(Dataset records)
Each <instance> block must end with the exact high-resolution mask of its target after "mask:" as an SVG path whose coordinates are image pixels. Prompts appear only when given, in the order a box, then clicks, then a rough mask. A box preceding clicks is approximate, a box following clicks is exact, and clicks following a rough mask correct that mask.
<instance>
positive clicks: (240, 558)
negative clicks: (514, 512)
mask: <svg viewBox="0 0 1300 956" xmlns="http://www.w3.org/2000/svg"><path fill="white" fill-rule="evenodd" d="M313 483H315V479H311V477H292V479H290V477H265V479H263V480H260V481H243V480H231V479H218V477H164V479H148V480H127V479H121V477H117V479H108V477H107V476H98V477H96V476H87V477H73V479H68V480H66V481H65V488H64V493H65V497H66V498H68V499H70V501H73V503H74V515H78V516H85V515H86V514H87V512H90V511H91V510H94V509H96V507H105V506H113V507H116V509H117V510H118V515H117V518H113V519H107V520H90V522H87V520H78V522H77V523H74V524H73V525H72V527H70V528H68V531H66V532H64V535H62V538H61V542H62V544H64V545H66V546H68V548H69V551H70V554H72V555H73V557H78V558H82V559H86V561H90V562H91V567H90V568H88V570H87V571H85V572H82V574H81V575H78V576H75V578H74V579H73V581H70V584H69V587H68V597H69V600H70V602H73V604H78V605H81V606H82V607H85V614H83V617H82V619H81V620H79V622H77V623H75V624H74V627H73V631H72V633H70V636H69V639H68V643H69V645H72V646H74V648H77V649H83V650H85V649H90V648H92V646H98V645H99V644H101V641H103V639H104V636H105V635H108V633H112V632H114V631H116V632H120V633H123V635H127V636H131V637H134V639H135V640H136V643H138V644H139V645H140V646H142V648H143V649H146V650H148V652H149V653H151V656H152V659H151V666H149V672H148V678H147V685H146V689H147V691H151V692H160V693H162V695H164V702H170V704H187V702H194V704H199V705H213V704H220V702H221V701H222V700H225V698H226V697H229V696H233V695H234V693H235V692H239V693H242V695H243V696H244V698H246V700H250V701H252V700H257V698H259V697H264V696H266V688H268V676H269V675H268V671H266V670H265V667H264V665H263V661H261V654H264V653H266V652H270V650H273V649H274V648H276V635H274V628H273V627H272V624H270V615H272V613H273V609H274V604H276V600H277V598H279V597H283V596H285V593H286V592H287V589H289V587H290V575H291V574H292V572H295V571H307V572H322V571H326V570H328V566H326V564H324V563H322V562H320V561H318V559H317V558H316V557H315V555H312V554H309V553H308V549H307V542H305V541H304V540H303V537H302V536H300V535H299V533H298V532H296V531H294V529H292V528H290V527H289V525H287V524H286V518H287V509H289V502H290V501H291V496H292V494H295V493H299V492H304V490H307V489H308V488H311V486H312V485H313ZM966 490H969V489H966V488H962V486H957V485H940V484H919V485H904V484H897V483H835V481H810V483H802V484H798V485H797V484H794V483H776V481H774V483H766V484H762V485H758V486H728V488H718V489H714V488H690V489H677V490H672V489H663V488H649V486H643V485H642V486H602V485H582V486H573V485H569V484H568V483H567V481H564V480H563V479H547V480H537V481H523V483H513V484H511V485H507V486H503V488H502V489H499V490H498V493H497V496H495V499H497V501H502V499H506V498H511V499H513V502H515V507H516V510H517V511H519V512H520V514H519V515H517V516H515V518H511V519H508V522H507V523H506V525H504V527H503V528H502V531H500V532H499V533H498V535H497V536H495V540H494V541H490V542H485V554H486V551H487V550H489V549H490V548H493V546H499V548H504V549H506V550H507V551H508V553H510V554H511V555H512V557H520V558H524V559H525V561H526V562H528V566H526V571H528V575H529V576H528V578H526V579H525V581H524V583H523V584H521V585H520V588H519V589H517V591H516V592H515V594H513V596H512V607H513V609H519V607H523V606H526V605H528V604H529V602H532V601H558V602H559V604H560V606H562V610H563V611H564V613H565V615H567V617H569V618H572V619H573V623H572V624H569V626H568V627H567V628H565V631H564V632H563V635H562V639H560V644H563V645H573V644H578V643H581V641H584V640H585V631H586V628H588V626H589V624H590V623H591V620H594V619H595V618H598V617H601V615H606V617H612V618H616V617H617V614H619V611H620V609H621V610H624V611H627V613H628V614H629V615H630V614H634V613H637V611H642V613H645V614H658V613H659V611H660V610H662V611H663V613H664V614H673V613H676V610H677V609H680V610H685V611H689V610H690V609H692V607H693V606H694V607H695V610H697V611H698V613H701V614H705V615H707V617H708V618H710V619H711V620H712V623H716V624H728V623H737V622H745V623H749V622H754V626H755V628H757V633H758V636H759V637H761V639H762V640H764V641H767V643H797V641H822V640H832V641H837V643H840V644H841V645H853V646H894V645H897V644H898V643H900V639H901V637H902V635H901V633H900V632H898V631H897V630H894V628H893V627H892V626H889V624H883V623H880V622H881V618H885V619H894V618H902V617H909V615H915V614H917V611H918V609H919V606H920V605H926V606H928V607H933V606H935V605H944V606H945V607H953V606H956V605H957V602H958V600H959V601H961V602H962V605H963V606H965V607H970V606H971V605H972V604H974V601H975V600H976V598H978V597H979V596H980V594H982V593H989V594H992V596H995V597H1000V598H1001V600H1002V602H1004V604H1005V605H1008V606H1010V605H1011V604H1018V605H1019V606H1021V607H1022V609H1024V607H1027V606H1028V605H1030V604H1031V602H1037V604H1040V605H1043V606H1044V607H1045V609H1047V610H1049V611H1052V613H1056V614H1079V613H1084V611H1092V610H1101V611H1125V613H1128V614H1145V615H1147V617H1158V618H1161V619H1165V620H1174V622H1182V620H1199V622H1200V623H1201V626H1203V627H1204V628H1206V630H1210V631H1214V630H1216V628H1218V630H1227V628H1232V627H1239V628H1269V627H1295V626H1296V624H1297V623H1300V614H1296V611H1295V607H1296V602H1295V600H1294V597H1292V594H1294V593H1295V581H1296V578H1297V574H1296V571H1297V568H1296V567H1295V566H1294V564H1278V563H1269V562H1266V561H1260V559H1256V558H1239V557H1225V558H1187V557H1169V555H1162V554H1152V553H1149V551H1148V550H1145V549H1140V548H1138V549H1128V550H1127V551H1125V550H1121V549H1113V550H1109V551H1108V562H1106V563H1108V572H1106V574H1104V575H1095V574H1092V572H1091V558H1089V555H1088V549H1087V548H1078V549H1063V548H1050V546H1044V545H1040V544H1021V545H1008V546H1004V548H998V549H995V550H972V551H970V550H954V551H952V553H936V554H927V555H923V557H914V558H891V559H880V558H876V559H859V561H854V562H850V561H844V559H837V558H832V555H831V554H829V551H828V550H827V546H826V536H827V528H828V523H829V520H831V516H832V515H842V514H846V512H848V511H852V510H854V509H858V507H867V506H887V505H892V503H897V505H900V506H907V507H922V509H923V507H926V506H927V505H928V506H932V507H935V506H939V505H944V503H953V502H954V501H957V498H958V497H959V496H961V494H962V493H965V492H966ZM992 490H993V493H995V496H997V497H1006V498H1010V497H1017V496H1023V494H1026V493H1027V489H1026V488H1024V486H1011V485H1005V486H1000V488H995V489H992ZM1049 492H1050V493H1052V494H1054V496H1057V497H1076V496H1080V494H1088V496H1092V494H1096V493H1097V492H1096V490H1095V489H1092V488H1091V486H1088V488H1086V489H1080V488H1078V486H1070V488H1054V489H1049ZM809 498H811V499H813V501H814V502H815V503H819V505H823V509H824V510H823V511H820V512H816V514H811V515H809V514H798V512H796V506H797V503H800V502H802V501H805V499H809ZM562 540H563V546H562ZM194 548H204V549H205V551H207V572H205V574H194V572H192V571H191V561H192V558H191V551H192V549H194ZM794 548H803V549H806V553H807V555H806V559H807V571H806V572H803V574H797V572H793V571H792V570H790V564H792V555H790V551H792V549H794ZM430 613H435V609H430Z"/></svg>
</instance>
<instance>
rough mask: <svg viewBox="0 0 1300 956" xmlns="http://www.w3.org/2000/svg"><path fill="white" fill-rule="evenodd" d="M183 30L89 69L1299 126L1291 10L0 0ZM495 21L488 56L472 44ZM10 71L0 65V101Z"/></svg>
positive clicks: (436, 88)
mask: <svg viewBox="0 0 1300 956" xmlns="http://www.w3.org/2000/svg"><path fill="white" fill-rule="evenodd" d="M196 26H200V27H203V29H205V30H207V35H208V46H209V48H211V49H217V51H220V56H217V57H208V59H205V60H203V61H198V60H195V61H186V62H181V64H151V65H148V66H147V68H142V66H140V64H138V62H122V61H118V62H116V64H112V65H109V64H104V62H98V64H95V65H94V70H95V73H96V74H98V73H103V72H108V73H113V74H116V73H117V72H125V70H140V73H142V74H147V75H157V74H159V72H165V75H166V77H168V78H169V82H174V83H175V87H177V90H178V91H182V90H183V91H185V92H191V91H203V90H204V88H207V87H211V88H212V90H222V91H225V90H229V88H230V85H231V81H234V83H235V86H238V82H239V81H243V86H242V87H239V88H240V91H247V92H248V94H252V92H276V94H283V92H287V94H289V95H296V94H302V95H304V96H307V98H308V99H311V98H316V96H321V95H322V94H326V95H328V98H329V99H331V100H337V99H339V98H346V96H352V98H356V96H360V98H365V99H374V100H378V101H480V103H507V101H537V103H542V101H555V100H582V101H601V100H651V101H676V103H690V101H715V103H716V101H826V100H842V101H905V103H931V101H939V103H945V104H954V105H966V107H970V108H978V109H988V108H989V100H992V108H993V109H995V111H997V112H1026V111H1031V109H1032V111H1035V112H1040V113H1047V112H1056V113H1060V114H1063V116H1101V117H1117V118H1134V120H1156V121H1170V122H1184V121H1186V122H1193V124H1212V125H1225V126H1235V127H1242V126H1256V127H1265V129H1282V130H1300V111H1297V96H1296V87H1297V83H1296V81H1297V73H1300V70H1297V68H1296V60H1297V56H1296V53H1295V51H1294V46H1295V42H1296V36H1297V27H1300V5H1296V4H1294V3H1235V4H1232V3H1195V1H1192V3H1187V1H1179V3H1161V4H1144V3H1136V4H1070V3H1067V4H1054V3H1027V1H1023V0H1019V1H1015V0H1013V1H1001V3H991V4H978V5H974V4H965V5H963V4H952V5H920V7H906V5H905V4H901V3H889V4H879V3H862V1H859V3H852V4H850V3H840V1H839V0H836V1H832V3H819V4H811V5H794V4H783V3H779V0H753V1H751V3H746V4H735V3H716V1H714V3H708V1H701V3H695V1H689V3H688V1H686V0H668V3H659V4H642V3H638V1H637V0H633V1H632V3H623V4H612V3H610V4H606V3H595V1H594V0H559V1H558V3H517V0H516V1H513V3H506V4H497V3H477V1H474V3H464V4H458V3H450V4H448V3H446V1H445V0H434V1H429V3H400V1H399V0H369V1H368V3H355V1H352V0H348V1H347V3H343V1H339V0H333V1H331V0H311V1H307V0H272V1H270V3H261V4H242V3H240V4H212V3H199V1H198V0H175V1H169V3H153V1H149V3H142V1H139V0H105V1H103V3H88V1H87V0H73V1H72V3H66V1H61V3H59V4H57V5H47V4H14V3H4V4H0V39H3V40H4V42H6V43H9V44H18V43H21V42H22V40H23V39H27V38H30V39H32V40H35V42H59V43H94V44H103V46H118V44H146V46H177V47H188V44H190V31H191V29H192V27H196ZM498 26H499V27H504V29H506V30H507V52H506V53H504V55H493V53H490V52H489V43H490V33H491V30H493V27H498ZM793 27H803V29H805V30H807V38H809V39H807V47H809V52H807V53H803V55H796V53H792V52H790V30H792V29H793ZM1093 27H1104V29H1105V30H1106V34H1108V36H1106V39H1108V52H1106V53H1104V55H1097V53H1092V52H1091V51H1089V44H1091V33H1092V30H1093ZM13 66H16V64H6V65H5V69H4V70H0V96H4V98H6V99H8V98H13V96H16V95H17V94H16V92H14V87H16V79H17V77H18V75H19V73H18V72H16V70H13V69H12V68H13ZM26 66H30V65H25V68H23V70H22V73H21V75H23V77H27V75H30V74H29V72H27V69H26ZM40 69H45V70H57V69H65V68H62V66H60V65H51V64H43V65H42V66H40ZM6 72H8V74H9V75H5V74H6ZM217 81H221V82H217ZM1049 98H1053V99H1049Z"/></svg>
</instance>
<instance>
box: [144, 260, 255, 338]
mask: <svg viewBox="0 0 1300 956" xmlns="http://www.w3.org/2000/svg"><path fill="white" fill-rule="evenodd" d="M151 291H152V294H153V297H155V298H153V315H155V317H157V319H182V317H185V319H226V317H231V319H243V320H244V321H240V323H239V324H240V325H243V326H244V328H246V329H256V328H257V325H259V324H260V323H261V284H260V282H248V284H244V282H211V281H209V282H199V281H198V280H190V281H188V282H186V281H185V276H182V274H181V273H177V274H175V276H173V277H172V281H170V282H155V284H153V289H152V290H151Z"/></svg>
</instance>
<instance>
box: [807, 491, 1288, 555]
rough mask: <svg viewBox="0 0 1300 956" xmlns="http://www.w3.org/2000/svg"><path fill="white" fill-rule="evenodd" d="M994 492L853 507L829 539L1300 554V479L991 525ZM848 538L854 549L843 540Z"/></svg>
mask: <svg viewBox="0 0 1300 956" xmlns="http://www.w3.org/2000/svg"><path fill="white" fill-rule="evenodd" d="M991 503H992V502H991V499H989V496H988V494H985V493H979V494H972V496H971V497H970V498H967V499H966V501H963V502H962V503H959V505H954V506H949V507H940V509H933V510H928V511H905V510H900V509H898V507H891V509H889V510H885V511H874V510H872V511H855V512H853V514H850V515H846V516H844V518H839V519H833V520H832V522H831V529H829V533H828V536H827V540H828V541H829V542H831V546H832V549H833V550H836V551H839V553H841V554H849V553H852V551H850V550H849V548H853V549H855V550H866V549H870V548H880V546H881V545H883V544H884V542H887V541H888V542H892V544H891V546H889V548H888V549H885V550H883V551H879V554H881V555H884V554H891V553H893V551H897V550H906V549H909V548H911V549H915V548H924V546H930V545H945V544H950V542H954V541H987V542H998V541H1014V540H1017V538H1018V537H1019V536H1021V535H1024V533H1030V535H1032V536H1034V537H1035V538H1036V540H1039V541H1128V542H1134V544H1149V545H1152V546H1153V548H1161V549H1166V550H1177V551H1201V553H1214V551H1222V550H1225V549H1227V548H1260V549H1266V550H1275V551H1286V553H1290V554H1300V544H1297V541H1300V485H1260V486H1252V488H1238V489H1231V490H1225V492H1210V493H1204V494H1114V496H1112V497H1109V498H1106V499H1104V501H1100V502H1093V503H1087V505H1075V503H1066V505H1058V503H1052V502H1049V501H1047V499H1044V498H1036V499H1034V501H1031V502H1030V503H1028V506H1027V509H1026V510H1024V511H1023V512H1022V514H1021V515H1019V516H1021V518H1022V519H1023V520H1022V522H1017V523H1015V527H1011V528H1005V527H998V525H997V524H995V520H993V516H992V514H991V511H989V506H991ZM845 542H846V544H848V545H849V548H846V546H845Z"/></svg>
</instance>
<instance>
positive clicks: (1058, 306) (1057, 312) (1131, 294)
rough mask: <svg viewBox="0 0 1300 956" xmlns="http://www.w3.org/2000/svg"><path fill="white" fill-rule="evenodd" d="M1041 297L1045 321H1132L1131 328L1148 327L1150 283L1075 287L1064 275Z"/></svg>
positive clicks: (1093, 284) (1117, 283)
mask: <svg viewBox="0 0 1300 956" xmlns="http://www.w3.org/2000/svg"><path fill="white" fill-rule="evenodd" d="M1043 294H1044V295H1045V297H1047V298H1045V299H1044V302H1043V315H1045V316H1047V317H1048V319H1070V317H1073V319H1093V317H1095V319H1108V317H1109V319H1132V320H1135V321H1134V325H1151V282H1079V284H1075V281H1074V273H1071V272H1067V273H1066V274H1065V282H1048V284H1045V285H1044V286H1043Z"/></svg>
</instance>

**What to produce:**
Select all lines with the word "positive" from the entries above.

**Task solution:**
positive clicks: (240, 558)
positive clicks: (436, 88)
positive clicks: (1058, 306) (1057, 312) (1131, 294)
positive clicks: (1093, 284) (1117, 283)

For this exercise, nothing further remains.